Short task -> Rewrite the listing below, changing every "annotate" to "mark" and keeping all other wording the same. Leave the pictures out.

Data for the task ->
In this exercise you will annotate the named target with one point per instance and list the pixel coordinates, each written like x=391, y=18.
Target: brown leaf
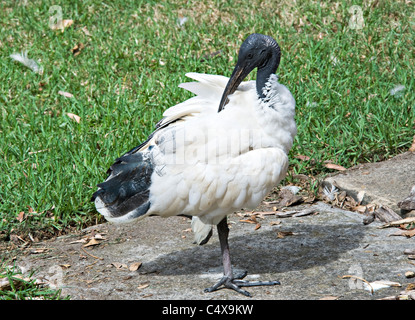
x=119, y=266
x=135, y=266
x=85, y=30
x=92, y=242
x=406, y=233
x=251, y=219
x=283, y=234
x=412, y=148
x=62, y=24
x=20, y=216
x=143, y=286
x=74, y=117
x=65, y=94
x=77, y=49
x=329, y=298
x=334, y=166
x=302, y=158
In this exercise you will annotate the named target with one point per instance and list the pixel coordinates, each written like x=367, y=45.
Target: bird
x=219, y=151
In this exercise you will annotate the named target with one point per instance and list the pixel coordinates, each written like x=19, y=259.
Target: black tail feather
x=127, y=186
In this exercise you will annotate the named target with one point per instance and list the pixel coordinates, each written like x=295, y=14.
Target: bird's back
x=198, y=162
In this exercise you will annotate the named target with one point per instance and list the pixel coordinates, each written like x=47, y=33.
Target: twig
x=358, y=278
x=90, y=254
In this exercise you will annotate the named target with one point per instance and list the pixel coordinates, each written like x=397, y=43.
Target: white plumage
x=207, y=164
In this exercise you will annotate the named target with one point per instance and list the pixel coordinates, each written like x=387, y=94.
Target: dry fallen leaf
x=119, y=266
x=92, y=242
x=135, y=266
x=406, y=233
x=283, y=234
x=77, y=49
x=334, y=166
x=65, y=94
x=412, y=148
x=85, y=30
x=62, y=24
x=74, y=117
x=143, y=286
x=329, y=298
x=251, y=219
x=20, y=216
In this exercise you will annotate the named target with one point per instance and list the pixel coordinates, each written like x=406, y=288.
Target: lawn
x=113, y=70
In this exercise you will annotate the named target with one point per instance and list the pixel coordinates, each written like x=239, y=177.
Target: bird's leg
x=228, y=280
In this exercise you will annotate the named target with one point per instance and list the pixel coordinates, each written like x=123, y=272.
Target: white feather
x=30, y=63
x=209, y=164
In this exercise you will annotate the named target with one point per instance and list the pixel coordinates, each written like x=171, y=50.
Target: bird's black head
x=257, y=51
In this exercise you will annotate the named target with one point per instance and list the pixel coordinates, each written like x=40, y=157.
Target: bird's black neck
x=265, y=71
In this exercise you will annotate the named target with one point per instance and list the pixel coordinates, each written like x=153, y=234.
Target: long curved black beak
x=238, y=75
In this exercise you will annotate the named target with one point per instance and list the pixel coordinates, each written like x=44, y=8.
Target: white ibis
x=211, y=155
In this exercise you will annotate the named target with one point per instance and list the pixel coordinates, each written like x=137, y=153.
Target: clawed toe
x=236, y=283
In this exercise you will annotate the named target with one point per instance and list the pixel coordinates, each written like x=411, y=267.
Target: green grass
x=129, y=69
x=24, y=286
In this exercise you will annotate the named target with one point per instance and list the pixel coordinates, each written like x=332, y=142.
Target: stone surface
x=384, y=183
x=309, y=264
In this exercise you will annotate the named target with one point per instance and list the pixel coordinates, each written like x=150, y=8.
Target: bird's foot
x=236, y=283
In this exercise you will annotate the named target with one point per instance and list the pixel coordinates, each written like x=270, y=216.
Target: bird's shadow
x=265, y=252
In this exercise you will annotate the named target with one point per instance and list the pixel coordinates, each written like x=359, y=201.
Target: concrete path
x=156, y=258
x=386, y=182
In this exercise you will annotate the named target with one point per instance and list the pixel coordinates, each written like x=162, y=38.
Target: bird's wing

Answer ->
In this exercise you will mark the named target with one point per instance and list the pixel coordinates, each written like x=391, y=18.
Target: brown leaf
x=119, y=266
x=135, y=266
x=85, y=30
x=92, y=242
x=406, y=233
x=251, y=219
x=283, y=234
x=412, y=148
x=62, y=24
x=20, y=216
x=143, y=286
x=74, y=117
x=65, y=94
x=77, y=49
x=329, y=298
x=334, y=166
x=302, y=158
In this exercise you will mark the named target with one point per instance and list the pixel coordinates, each written like x=367, y=45.
Target: bird
x=219, y=151
In this exercise you will mark the named target with one point per instance and list the pixel coordinates, each written like x=19, y=259.
Target: black tail feather
x=127, y=186
In this exercise you will mark the named target with one point per instance and list the pixel coordinates, each written like x=295, y=14.
Target: bird's back
x=198, y=162
In this exercise you will mark the named target with one point per instance and list the pixel coordinates, each written like x=47, y=33.
Target: twig
x=358, y=278
x=90, y=254
In this exercise you will mark the named target with one point per instance and list the pixel coordinates, each written like x=397, y=43.
Target: white plumage
x=207, y=164
In this exercise you will mark the named target with one point per instance and list the pixel coordinates, each written like x=387, y=94.
Target: dry fallen leaf
x=119, y=266
x=92, y=242
x=135, y=266
x=406, y=233
x=283, y=234
x=77, y=49
x=334, y=166
x=65, y=94
x=412, y=148
x=85, y=30
x=62, y=24
x=74, y=117
x=143, y=286
x=329, y=298
x=251, y=219
x=20, y=216
In this exercise you will mark the named target with one point per instance and list the pixel coordinates, each written like x=406, y=288.
Target: lawn
x=113, y=70
In this exercise you will mark the named target with one point per instance and list the pixel coordinates, each written like x=239, y=177.
Target: bird's leg
x=228, y=280
In this exercise you will mark the named target with one point per instance and list the pixel coordinates, each written like x=123, y=272.
Target: white feather
x=30, y=63
x=209, y=164
In this exercise you will mark the named target with one point per instance and list the pixel coordinates, each written like x=171, y=50.
Target: bird's black head
x=257, y=51
In this exercise you will mark the named target with one point per instance and list the pixel coordinates, each written like x=40, y=157.
Target: bird's black neck
x=265, y=71
In this exercise you will mark the named target with one point per instance and list the pixel coordinates, each written like x=153, y=234.
Target: long curved black beak
x=238, y=75
In this exercise you will mark the named target with one point per instance and list the pixel coordinates, each written like x=44, y=8.
Target: white ibis
x=211, y=155
In this exercise you will mark the named target with one point per instance and list the pixel coordinates, each written like x=137, y=153.
Target: clawed toe
x=236, y=283
In this exercise you will mark the named target with one point per instance and list the pixel coordinates, each written like x=411, y=267.
Target: green grass
x=129, y=69
x=24, y=286
In this exercise you will mark the named target with one point per instance and list the pixel coordinates, each written like x=332, y=142.
Target: stone surface
x=384, y=183
x=309, y=264
In this exercise you will mark the named target with one point per instance and list the pixel coordinates, each written like x=150, y=8.
Target: bird's foot
x=236, y=283
In this exercise you will mark the named target with one point per instance and list the pixel coordinates, each written like x=270, y=216.
Target: bird's shadow
x=265, y=252
In this exercise you will mark the named target with one point per instance and list the pixel coordinates, each written like x=359, y=201.
Target: concrete path
x=156, y=258
x=386, y=182
In this exercise you will mark the named target with one point per instance and list the pixel coordinates, each written like x=162, y=38.
Target: bird's wing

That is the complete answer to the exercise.